◆ Task description
Retype every line from the start of the data down to and including the line with "Each instance of the chocolate chip in". Skip the pictures.

◆ Extracted data
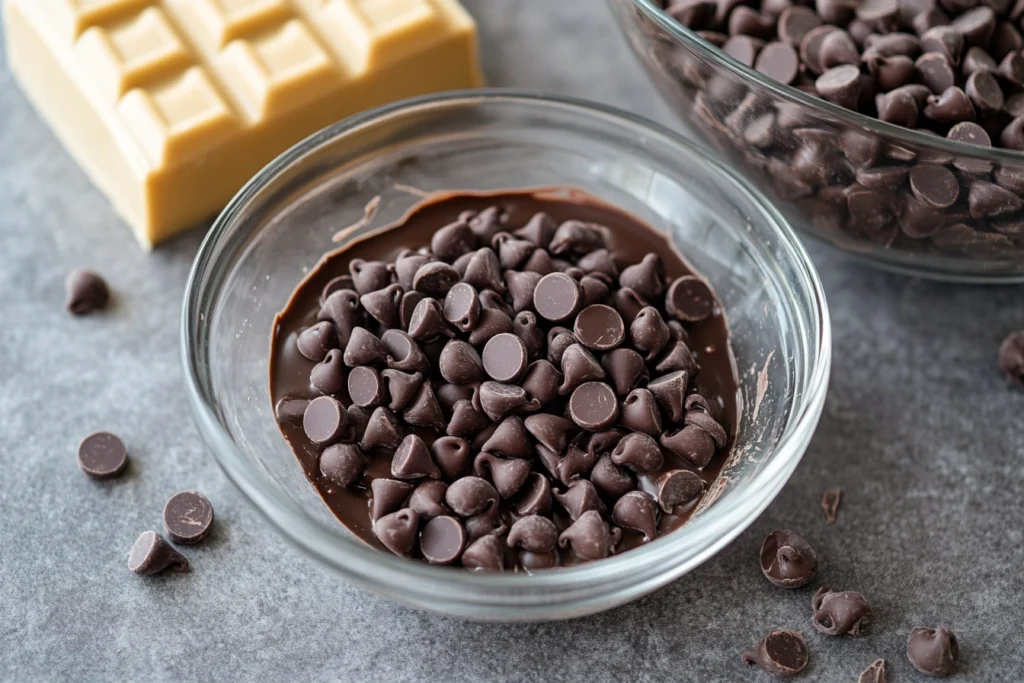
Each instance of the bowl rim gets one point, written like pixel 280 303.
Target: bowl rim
pixel 368 565
pixel 787 92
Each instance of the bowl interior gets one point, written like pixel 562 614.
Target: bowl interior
pixel 282 224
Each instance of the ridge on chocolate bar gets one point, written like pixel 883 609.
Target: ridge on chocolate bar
pixel 171 105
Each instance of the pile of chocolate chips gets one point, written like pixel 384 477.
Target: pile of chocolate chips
pixel 952 69
pixel 532 395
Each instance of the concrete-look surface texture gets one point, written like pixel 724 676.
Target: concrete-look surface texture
pixel 921 431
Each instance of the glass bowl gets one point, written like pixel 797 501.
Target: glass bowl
pixel 283 221
pixel 838 175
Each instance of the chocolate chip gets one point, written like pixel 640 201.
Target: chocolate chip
pixel 152 554
pixel 945 40
pixel 951 107
pixel 678 488
pixel 382 431
pixel 593 406
pixel 370 275
pixel 534 534
pixel 829 504
pixel 840 613
pixel 1012 355
pixel 933 651
pixel 876 673
pixel 787 560
pixel 779 653
pixel 102 456
pixel 325 420
pixel 987 200
pixel 387 496
pixel 86 292
pixel 689 299
pixel 625 368
pixel 290 410
pixel 542 381
pixel 397 530
pixel 588 537
pixel 934 185
pixel 795 23
pixel 636 510
pixel 314 342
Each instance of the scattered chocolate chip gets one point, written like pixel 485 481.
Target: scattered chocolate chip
pixel 933 651
pixel 86 292
pixel 840 613
pixel 102 456
pixel 1012 355
pixel 187 517
pixel 829 504
pixel 779 653
pixel 152 554
pixel 876 673
pixel 787 560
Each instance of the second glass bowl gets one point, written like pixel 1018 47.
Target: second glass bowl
pixel 283 221
pixel 839 175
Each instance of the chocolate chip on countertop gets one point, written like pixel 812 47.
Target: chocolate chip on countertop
pixel 187 517
pixel 829 504
pixel 1012 355
pixel 152 554
pixel 779 653
pixel 933 651
pixel 840 613
pixel 787 560
pixel 86 292
pixel 876 673
pixel 102 456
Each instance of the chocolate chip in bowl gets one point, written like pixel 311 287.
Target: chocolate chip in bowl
pixel 454 432
pixel 816 102
pixel 592 240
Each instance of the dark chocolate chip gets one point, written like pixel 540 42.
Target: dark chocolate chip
pixel 845 613
pixel 986 200
pixel 387 496
pixel 934 185
pixel 325 420
pixel 381 431
pixel 876 673
pixel 102 456
pixel 86 292
pixel 397 530
pixel 678 488
pixel 638 452
pixel 593 406
pixel 1012 355
pixel 534 534
pixel 484 554
pixel 829 504
pixel 343 464
pixel 787 560
pixel 933 651
pixel 626 370
pixel 779 653
pixel 505 357
pixel 442 540
pixel 370 275
pixel 152 554
pixel 314 342
pixel 636 510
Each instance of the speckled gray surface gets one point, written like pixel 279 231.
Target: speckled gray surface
pixel 920 430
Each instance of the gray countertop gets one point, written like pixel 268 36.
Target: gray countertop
pixel 920 430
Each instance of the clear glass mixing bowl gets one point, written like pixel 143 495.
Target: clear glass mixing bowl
pixel 283 221
pixel 766 129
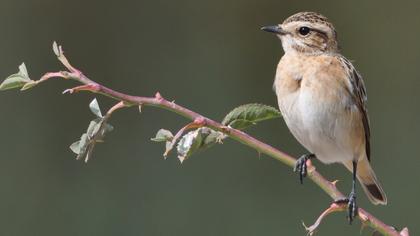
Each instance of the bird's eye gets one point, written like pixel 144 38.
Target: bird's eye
pixel 304 30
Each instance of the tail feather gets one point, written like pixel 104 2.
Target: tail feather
pixel 369 182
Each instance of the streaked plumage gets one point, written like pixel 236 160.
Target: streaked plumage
pixel 323 98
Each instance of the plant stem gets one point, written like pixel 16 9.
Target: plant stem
pixel 242 137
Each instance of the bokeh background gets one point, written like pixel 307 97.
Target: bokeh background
pixel 211 57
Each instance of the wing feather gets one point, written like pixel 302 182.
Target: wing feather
pixel 358 92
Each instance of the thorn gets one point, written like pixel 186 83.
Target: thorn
pixel 158 96
pixel 335 182
pixel 200 121
pixel 404 232
pixel 87 87
pixel 70 91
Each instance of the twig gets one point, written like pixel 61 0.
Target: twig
pixel 160 102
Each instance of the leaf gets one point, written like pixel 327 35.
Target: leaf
pixel 188 144
pixel 56 49
pixel 23 71
pixel 14 81
pixel 163 135
pixel 249 114
pixel 95 133
pixel 75 147
pixel 29 85
pixel 197 140
pixel 94 107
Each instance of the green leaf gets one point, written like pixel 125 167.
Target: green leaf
pixel 23 71
pixel 29 85
pixel 188 144
pixel 56 49
pixel 75 147
pixel 197 140
pixel 18 80
pixel 14 81
pixel 95 133
pixel 249 114
pixel 94 107
pixel 163 135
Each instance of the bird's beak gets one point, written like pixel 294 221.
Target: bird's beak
pixel 274 29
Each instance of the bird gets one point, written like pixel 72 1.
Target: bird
pixel 322 99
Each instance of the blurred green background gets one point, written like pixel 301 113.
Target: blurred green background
pixel 211 57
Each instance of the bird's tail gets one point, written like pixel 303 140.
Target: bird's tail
pixel 369 182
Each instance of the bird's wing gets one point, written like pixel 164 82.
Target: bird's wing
pixel 358 92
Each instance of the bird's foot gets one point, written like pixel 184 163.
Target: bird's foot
pixel 352 208
pixel 301 166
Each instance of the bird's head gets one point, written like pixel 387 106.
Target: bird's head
pixel 306 32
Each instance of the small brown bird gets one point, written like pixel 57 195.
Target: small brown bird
pixel 323 101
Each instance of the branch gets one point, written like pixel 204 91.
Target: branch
pixel 201 121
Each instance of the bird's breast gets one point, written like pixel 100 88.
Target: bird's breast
pixel 314 104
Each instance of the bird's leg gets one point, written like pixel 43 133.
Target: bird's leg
pixel 351 200
pixel 301 167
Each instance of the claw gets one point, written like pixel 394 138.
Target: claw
pixel 301 166
pixel 352 207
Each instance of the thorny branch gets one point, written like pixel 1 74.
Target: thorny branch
pixel 200 121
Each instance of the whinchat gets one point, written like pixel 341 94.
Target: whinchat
pixel 323 101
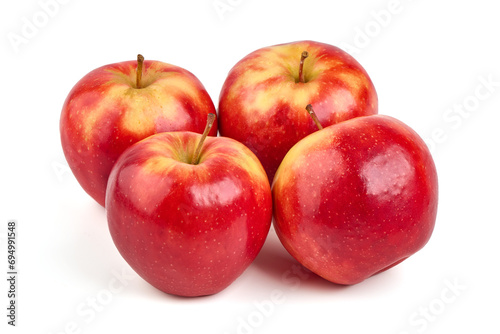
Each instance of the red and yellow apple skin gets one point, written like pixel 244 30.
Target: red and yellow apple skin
pixel 188 230
pixel 356 198
pixel 105 113
pixel 262 103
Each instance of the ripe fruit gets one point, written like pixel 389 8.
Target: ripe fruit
pixel 116 105
pixel 189 221
pixel 262 101
pixel 356 198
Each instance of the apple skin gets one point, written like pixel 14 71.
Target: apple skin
pixel 261 104
pixel 105 113
pixel 356 198
pixel 188 230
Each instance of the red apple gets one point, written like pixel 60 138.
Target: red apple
pixel 262 101
pixel 356 198
pixel 188 227
pixel 116 105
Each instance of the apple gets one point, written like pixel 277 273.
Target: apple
pixel 116 105
pixel 356 198
pixel 262 100
pixel 188 220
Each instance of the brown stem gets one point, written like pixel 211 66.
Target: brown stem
pixel 210 122
pixel 304 55
pixel 311 112
pixel 138 79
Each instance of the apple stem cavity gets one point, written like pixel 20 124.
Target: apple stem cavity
pixel 138 79
pixel 303 57
pixel 311 112
pixel 210 122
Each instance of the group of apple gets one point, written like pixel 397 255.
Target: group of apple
pixel 352 193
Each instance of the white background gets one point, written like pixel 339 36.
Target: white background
pixel 426 58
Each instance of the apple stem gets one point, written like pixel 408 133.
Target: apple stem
pixel 210 122
pixel 311 112
pixel 140 62
pixel 303 57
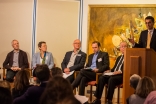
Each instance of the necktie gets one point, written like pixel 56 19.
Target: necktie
pixel 119 63
pixel 148 39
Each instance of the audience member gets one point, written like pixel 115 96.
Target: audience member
pixel 144 87
pixel 151 98
pixel 15 61
pixel 58 91
pixel 5 84
pixel 5 96
pixel 73 60
pixel 42 57
pixel 32 95
pixel 21 83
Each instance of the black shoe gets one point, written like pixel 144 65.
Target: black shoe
pixel 96 101
pixel 109 102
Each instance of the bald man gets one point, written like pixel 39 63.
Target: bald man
pixel 15 61
pixel 73 60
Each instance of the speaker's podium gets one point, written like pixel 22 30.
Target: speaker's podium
pixel 139 61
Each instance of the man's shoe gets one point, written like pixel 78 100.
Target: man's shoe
pixel 109 102
pixel 96 101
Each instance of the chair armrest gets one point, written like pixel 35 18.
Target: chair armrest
pixel 97 77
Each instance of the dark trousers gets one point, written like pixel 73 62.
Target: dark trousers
pixel 81 80
pixel 10 75
pixel 70 78
pixel 112 82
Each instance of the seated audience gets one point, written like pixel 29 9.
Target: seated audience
pixel 144 87
pixel 32 95
pixel 134 80
pixel 112 80
pixel 15 61
pixel 21 83
pixel 56 71
pixel 42 57
pixel 58 91
pixel 98 62
pixel 5 84
pixel 73 60
pixel 151 98
pixel 5 96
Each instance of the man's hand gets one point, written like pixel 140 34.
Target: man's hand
pixel 107 71
pixel 116 72
pixel 95 70
pixel 67 70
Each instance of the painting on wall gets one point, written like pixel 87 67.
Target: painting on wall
pixel 111 24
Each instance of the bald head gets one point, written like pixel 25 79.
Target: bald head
pixel 15 44
pixel 77 44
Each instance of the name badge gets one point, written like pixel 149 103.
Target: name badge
pixel 78 54
pixel 100 59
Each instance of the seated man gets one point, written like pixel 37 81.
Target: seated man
pixel 73 60
pixel 15 61
pixel 32 95
pixel 98 62
pixel 112 80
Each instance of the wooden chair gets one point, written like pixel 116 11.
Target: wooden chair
pixel 118 96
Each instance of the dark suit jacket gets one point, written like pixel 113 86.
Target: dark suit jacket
pixel 116 62
pixel 22 60
pixel 79 61
pixel 143 40
pixel 101 65
pixel 31 96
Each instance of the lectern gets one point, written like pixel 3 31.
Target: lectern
pixel 139 61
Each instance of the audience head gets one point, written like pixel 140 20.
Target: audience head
pixel 149 21
pixel 145 86
pixel 21 79
pixel 123 46
pixel 151 98
pixel 5 84
pixel 96 46
pixel 42 72
pixel 77 44
pixel 56 71
pixel 5 96
pixel 134 79
pixel 42 46
pixel 59 89
pixel 15 44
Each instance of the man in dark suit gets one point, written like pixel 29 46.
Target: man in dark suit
pixel 73 60
pixel 33 94
pixel 15 61
pixel 115 78
pixel 98 62
pixel 147 37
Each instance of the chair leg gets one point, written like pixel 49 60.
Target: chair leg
pixel 105 93
pixel 118 98
pixel 90 93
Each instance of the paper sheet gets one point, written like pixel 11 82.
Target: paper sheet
pixel 67 75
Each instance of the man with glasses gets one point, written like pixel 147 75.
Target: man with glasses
pixel 147 37
pixel 73 60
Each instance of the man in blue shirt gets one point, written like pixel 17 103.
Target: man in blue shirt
pixel 98 62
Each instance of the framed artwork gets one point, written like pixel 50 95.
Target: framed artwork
pixel 111 24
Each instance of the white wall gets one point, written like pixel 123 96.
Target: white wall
pixel 15 23
pixel 57 25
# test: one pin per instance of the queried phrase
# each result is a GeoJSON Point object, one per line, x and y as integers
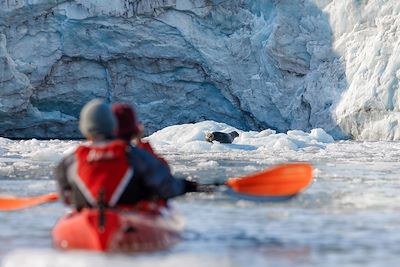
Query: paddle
{"type": "Point", "coordinates": [15, 203]}
{"type": "Point", "coordinates": [278, 183]}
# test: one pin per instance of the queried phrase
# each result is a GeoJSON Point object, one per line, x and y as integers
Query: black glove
{"type": "Point", "coordinates": [190, 186]}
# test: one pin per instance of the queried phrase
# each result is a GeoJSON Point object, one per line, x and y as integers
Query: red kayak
{"type": "Point", "coordinates": [118, 231]}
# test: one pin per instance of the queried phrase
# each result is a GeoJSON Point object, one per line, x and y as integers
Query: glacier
{"type": "Point", "coordinates": [254, 65]}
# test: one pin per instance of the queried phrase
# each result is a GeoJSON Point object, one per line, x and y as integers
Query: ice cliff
{"type": "Point", "coordinates": [279, 64]}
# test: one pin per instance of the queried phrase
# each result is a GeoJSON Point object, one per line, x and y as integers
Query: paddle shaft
{"type": "Point", "coordinates": [274, 184]}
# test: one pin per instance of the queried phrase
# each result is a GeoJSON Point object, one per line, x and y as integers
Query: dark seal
{"type": "Point", "coordinates": [225, 138]}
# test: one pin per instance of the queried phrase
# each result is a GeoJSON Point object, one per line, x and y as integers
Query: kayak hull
{"type": "Point", "coordinates": [117, 231]}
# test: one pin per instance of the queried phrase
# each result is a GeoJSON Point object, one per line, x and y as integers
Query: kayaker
{"type": "Point", "coordinates": [106, 171]}
{"type": "Point", "coordinates": [130, 129]}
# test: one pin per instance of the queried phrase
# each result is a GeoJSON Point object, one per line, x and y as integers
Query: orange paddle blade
{"type": "Point", "coordinates": [282, 180]}
{"type": "Point", "coordinates": [15, 203]}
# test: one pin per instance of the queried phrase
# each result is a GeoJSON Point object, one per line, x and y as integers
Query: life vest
{"type": "Point", "coordinates": [103, 172]}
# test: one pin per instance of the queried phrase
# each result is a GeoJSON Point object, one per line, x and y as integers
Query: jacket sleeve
{"type": "Point", "coordinates": [156, 175]}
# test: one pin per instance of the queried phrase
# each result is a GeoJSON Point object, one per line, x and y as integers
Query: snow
{"type": "Point", "coordinates": [347, 217]}
{"type": "Point", "coordinates": [191, 137]}
{"type": "Point", "coordinates": [282, 65]}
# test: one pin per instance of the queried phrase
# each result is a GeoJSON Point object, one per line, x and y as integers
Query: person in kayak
{"type": "Point", "coordinates": [130, 129]}
{"type": "Point", "coordinates": [108, 172]}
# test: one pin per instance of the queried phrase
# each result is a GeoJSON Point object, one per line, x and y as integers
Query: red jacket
{"type": "Point", "coordinates": [116, 174]}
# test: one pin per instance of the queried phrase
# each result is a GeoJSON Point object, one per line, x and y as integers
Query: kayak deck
{"type": "Point", "coordinates": [118, 231]}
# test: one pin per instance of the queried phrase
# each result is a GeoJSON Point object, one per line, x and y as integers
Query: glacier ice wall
{"type": "Point", "coordinates": [280, 64]}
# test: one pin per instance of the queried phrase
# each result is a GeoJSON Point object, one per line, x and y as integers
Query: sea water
{"type": "Point", "coordinates": [349, 216]}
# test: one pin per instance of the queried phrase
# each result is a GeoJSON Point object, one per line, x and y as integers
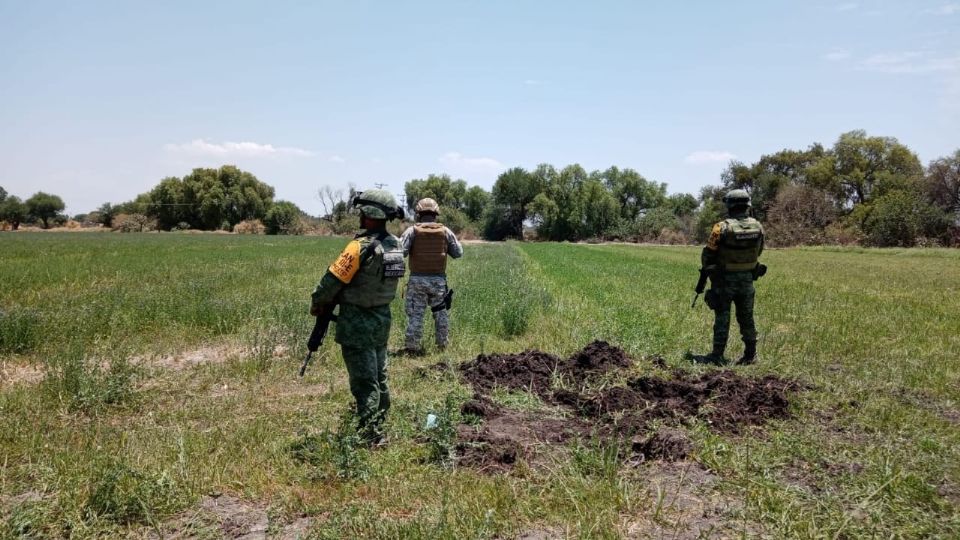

◆ Answer to the exercise
Each instance of the bowl rim gets one point, written like pixel 280 303.
Target: bowl rim
pixel 368 565
pixel 787 92
Each instance of the bowl interior gets one point, written like pixel 562 614.
Target: bowl interior
pixel 282 224
Each instance of the ridge on chocolate bar gets one point, written like pixel 883 609.
Target: ridge on chocolate bar
pixel 171 105
Each instance of the pile of chocolate chips gets one point, written like pixel 384 477.
Target: pile of chocolate chips
pixel 952 69
pixel 532 395
Each instance of the concrete-look surface texture gets one point, written like pixel 724 676.
Target: concrete-look surface texture
pixel 921 431
Each instance of the glass bowl gets one point, written like pixel 797 501.
Target: glass bowl
pixel 283 221
pixel 838 175
Each instance of the chocolate chip gets one point, written like pixel 640 201.
Target: chocolate chip
pixel 152 554
pixel 945 40
pixel 951 107
pixel 678 488
pixel 382 431
pixel 593 406
pixel 370 275
pixel 534 534
pixel 829 504
pixel 840 613
pixel 1012 355
pixel 933 651
pixel 876 673
pixel 787 560
pixel 779 653
pixel 102 456
pixel 325 420
pixel 987 200
pixel 387 496
pixel 86 292
pixel 689 299
pixel 625 368
pixel 290 410
pixel 542 381
pixel 397 530
pixel 588 537
pixel 934 185
pixel 795 23
pixel 636 510
pixel 314 342
Each instance of the scattered chocolate chip gets one point, written like pixel 485 481.
Target: scattered chocolate chip
pixel 933 651
pixel 86 292
pixel 840 613
pixel 102 456
pixel 1012 355
pixel 187 517
pixel 829 504
pixel 779 653
pixel 152 554
pixel 876 673
pixel 787 560
Each instance of the second glass bowl gets one point, written like pixel 1018 47.
Target: second glass bowl
pixel 283 221
pixel 839 175
Each instance of the chocolate chip on countertop gets one point, written like pixel 812 47.
Target: chocolate chip on countertop
pixel 187 517
pixel 829 504
pixel 1012 355
pixel 152 554
pixel 779 653
pixel 933 651
pixel 840 613
pixel 787 560
pixel 86 292
pixel 876 673
pixel 102 456
Each instance of the chocolate chip in bowl gets one point, written like pixel 311 287.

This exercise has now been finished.